▸ Requirements: How many lines in the listing below contain the string "reddish"? Count only case-sensitive matches, and reply with the number alone.

▸ Input for this task:
★ ★ ★
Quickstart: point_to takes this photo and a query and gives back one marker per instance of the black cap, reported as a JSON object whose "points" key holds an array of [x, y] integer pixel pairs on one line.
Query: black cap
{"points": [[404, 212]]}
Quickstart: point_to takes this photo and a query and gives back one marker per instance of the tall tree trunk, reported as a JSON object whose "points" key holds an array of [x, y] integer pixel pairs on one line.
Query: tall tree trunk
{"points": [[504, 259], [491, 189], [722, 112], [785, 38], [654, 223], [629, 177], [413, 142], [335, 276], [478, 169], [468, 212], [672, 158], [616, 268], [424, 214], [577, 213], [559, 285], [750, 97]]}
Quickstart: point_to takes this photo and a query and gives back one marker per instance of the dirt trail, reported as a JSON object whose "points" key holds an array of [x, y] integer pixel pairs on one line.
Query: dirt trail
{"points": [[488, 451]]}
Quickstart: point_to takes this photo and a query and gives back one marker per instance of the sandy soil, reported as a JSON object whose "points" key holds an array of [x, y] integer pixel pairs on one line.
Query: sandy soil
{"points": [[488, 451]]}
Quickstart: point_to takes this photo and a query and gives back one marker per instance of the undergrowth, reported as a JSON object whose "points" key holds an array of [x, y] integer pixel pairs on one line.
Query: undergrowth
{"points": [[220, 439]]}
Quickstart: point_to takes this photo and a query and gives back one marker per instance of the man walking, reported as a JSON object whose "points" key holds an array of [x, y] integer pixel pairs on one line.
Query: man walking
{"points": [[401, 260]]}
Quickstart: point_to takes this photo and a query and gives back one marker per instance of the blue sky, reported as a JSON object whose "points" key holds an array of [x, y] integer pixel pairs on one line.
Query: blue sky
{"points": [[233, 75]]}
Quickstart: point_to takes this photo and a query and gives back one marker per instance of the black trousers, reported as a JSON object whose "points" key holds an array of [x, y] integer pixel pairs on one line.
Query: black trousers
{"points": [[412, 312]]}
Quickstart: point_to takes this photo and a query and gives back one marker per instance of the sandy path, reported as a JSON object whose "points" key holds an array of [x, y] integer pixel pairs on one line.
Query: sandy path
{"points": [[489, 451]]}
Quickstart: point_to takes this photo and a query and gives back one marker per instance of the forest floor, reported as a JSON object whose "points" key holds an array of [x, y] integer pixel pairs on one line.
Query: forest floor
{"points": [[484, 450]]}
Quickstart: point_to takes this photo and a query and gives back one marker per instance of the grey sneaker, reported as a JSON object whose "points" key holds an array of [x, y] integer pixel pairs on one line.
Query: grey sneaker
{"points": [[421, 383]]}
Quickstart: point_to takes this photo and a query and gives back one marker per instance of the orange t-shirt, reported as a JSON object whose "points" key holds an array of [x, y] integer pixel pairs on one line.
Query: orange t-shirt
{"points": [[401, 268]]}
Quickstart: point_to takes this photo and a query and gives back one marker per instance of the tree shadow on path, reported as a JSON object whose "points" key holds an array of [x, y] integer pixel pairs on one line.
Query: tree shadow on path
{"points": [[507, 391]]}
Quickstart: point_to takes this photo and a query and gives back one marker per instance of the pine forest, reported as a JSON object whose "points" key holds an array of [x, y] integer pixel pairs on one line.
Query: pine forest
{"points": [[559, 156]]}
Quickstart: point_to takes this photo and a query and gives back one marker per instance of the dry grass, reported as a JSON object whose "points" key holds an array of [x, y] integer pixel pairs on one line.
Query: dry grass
★ ★ ★
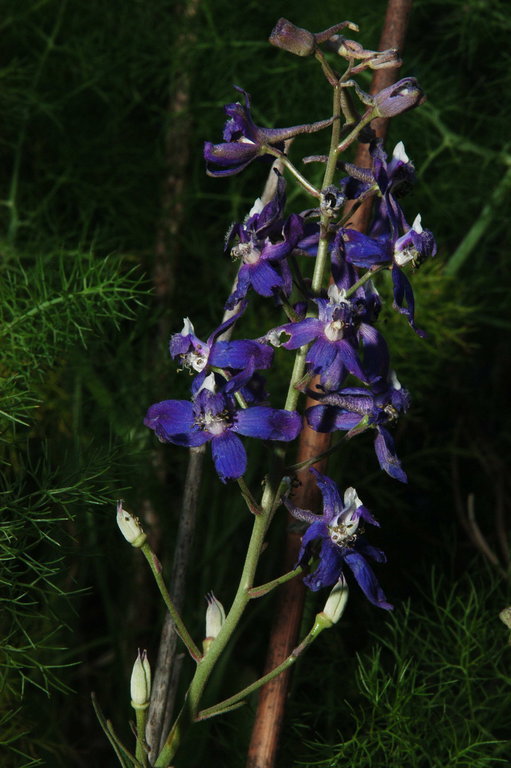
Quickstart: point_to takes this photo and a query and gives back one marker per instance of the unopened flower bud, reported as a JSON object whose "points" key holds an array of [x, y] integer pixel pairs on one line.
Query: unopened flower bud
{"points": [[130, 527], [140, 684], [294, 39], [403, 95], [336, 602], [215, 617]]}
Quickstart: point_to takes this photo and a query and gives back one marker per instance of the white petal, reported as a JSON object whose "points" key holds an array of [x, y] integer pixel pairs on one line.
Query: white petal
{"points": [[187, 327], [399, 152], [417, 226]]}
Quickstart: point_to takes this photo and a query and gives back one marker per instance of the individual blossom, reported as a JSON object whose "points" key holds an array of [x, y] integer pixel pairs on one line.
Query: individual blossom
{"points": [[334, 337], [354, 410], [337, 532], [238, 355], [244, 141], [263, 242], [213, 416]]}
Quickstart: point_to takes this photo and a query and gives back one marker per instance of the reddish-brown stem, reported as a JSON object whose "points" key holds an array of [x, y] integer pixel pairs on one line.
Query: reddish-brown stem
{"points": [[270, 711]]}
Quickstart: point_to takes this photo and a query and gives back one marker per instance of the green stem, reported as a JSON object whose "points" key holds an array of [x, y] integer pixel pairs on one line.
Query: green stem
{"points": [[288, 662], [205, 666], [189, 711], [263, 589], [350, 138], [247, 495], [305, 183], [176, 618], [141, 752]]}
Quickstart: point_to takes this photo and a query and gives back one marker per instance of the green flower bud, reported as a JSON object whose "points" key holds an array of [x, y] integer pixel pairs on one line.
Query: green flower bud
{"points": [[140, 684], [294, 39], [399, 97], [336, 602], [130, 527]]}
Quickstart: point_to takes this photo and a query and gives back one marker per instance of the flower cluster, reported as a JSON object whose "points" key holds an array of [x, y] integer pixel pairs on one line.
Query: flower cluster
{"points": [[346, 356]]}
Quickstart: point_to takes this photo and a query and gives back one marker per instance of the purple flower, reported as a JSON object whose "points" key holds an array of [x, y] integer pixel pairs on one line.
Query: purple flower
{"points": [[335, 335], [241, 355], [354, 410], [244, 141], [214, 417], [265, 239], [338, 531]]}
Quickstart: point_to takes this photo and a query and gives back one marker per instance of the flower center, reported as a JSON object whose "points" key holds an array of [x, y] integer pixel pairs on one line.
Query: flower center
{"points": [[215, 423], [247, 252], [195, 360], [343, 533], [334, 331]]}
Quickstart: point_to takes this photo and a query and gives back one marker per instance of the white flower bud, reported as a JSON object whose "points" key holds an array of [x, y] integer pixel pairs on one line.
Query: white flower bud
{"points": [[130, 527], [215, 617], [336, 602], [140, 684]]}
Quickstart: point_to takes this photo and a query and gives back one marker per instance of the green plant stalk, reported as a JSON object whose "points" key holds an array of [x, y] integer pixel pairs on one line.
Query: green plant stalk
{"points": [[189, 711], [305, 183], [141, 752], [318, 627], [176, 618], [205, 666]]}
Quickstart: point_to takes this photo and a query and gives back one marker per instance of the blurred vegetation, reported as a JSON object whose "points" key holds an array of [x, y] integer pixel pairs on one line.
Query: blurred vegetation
★ ★ ★
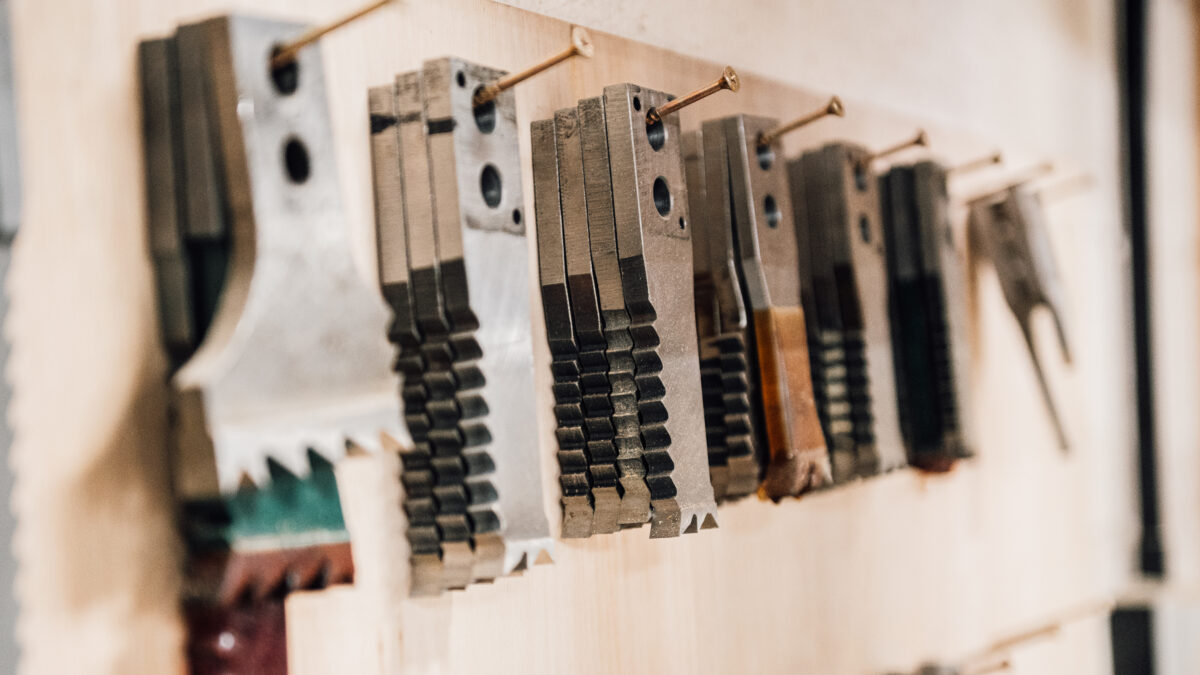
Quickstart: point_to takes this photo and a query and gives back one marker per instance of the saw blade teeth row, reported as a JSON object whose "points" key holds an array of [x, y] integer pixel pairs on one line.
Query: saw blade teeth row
★ ★ ★
▸ Output: 2